Work task =
Your answer must be an exact copy of all the entries.

Excerpted records =
........

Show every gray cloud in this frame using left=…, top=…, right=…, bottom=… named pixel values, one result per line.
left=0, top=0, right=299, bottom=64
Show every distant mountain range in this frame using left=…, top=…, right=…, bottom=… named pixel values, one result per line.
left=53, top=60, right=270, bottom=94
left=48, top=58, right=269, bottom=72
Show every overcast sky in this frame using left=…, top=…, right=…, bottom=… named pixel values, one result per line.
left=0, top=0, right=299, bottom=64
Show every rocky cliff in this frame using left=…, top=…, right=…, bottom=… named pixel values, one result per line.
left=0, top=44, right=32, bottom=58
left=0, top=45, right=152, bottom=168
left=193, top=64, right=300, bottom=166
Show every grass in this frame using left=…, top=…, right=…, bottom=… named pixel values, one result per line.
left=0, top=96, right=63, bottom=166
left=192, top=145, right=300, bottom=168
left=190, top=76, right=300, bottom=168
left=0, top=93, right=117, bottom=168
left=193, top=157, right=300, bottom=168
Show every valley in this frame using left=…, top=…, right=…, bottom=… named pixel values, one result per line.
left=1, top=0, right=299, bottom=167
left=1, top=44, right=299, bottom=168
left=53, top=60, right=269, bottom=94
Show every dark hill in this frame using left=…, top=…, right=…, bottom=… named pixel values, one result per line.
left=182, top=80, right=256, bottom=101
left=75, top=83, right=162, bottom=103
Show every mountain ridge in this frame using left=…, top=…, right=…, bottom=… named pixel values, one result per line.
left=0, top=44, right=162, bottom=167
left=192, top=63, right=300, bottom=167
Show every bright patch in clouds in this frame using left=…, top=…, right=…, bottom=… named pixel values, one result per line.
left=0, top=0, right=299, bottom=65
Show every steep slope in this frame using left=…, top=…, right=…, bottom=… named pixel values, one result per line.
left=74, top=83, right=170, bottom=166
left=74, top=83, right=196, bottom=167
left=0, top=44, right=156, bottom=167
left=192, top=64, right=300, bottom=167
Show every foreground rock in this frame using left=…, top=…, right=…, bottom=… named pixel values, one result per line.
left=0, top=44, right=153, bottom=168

........

Answer to the exercise =
Show every gray cloud in this frame using left=…, top=…, right=…, bottom=… named pixel values, one result per line.
left=0, top=0, right=299, bottom=64
Show every distant mountain range in this frame using left=…, top=…, right=…, bottom=… named pixel values, one result per line.
left=53, top=60, right=270, bottom=94
left=48, top=58, right=269, bottom=72
Show every overcast sky in this frame using left=…, top=…, right=…, bottom=… named pixel values, one result per line.
left=0, top=0, right=299, bottom=64
Show every rocky cliff in this frame using left=…, top=…, right=…, bottom=… named pixel values, one result per line.
left=0, top=44, right=32, bottom=58
left=0, top=45, right=152, bottom=168
left=193, top=64, right=300, bottom=166
Show every grass in this frame using left=…, top=…, right=…, bottom=… named pixel values, one result per line.
left=0, top=96, right=63, bottom=166
left=192, top=145, right=300, bottom=168
left=190, top=76, right=300, bottom=168
left=0, top=93, right=117, bottom=168
left=193, top=157, right=300, bottom=168
Show every valley in this frame using left=…, top=…, right=…, bottom=… named pixel values, one result per line.
left=1, top=0, right=299, bottom=167
left=1, top=44, right=299, bottom=168
left=53, top=60, right=269, bottom=94
Show every dark hill in this frame using left=…, top=…, right=…, bottom=… named pixel values, one result per line.
left=182, top=80, right=256, bottom=101
left=75, top=83, right=162, bottom=103
Show every mountain ridge in this frame using left=…, top=…, right=…, bottom=… named pixel values, one result per line.
left=0, top=44, right=162, bottom=167
left=192, top=63, right=300, bottom=167
Show every bright patch in clouds in this frame using left=…, top=…, right=…, bottom=… named pixel values, one result per line.
left=0, top=0, right=299, bottom=65
Show every steep slope in this frame using left=…, top=…, right=…, bottom=… named pixel values, one result per line.
left=74, top=83, right=170, bottom=166
left=74, top=83, right=196, bottom=167
left=0, top=44, right=156, bottom=167
left=192, top=64, right=300, bottom=167
Show every foreground rock in this frame using left=…, top=…, right=…, bottom=… named pixel values, one result per line.
left=0, top=44, right=153, bottom=168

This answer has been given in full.